* The exercise *
Copy all of the data below word for word, keeping every line unchanged and in the same order.

A series of records:
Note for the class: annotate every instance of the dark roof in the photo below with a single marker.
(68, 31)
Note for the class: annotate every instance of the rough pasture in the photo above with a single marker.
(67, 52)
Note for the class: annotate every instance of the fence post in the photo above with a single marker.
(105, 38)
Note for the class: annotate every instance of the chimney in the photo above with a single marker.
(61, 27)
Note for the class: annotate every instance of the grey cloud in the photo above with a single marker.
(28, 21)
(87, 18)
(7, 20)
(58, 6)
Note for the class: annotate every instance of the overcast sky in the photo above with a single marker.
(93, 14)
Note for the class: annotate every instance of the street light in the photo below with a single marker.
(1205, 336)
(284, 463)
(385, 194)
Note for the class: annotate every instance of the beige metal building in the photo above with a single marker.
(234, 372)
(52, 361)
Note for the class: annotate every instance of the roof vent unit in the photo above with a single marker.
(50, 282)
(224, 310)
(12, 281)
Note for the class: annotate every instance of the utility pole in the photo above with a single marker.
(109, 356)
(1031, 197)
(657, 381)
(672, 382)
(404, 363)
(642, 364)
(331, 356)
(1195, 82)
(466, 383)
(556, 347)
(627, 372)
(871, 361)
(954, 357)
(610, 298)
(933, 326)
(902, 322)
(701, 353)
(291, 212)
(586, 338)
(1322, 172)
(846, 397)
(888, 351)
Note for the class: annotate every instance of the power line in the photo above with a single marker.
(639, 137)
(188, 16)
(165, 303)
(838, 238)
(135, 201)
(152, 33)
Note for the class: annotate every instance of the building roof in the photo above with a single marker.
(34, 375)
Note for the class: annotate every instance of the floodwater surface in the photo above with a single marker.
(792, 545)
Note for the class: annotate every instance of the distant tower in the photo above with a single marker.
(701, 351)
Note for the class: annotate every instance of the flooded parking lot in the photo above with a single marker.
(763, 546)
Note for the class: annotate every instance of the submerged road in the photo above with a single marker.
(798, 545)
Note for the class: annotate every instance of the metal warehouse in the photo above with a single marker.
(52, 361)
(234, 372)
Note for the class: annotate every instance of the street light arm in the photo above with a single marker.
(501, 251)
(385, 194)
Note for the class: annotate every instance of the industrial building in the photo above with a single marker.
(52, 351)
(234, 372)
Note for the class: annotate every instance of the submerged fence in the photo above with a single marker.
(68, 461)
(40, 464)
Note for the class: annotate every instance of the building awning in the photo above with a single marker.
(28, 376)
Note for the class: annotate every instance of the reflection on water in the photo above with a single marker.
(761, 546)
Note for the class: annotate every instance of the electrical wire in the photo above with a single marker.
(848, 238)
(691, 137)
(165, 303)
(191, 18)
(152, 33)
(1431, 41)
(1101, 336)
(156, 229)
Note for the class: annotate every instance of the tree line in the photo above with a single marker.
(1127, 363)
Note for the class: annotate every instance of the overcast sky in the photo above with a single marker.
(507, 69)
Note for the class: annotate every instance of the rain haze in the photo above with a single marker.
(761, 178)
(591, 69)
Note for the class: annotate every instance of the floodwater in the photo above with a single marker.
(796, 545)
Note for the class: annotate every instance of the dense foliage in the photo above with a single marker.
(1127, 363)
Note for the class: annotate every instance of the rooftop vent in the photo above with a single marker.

* Exercise result *
Note for the class: annotate every instance of the dark roof in the photo below with a single marker.
(68, 31)
Note for the class: annotate every instance of the rough pasture in the photo above with a single marker.
(67, 52)
Note for the class: annotate every instance of the fence post in the photo above with a single marker.
(105, 38)
Note for the class: annotate every instance of the chimney in the photo above with a single marker.
(61, 27)
Note for the class: annotate every instance of the grey cloud in the photo above with a single marker.
(28, 21)
(87, 18)
(7, 20)
(58, 6)
Note for the class: annotate every instance of the overcast sky in the photo above with a single marker.
(93, 14)
Note for the class: annotate every instance of the street light in the photo below with a single marker.
(1205, 336)
(284, 463)
(385, 194)
Note for the class: annotate every instance of the beige metal building in the photo above with a single marker.
(234, 372)
(52, 361)
Note for the class: annotate every instance of the roof vent unit in the photo above with a single marker.
(50, 282)
(224, 310)
(12, 281)
Note for the class: annotate every instance of the utility pole in the photo above with a single marker.
(109, 356)
(1031, 197)
(657, 381)
(672, 382)
(404, 363)
(642, 364)
(331, 356)
(1195, 82)
(466, 383)
(556, 347)
(627, 372)
(871, 361)
(954, 357)
(610, 298)
(933, 326)
(902, 322)
(701, 353)
(291, 212)
(586, 338)
(1322, 172)
(846, 397)
(888, 351)
Note for the class: annotate every instance of the power line in the photo above with a single marker.
(639, 137)
(188, 16)
(165, 303)
(838, 238)
(135, 201)
(152, 33)
Note for the class: annotate every instance of the building roof in the photo above with a single marker.
(34, 375)
Note for the class: annotate every instance of the floodwater surface in the photo above with a single marker.
(792, 545)
Note for the class: annotate every instance of the distant tower in the photo above with a single marker.
(701, 351)
Note for the class: annotate every instance of the flooded parking lot in the photo above with a single marker.
(763, 546)
Note for the class: annotate every instance of the submerged road in the photo above with a single marker.
(798, 545)
Note for the class: annotate every instance of the metal warehouse in the photo above with a single marker.
(52, 361)
(234, 372)
Note for the class: annotate every instance of the street light arm in the photo above with a single marker.
(501, 251)
(385, 194)
Note for the class: annotate every instance of the industrial building in the photo above with a single marker.
(52, 351)
(234, 372)
Note for the class: annotate every instance of the submerged fence in the photo above with a single marker.
(68, 461)
(40, 464)
Note for the class: annotate every instance of the building awning in the photo above with a single marker.
(28, 376)
Note for the class: annotate every instance of the reflection on water in the photo above with a single marker.
(761, 546)
Note for the class: annotate every instance of the electrical wire in the photo above with a single marker.
(848, 238)
(691, 137)
(165, 303)
(191, 18)
(152, 33)
(1431, 41)
(1101, 336)
(156, 229)
Note for the class: annotate every instance of the tree line in the photo above with a single marker.
(1127, 363)
Note for the class: annotate every instance of the overcast sky in the photo above with a single marker.
(507, 69)
Note for the class: annotate every instance of the rain haze in the photo above with a single marker.
(761, 178)
(591, 69)
Note for the class: annotate every instance of the floodwater in the photo above with a single marker.
(796, 545)
Note for the class: annotate every instance of the dense foliage in the photo above with a single marker.
(1127, 363)
Note for the class: annotate every instance of the rooftop vent in the photo above with a single marker.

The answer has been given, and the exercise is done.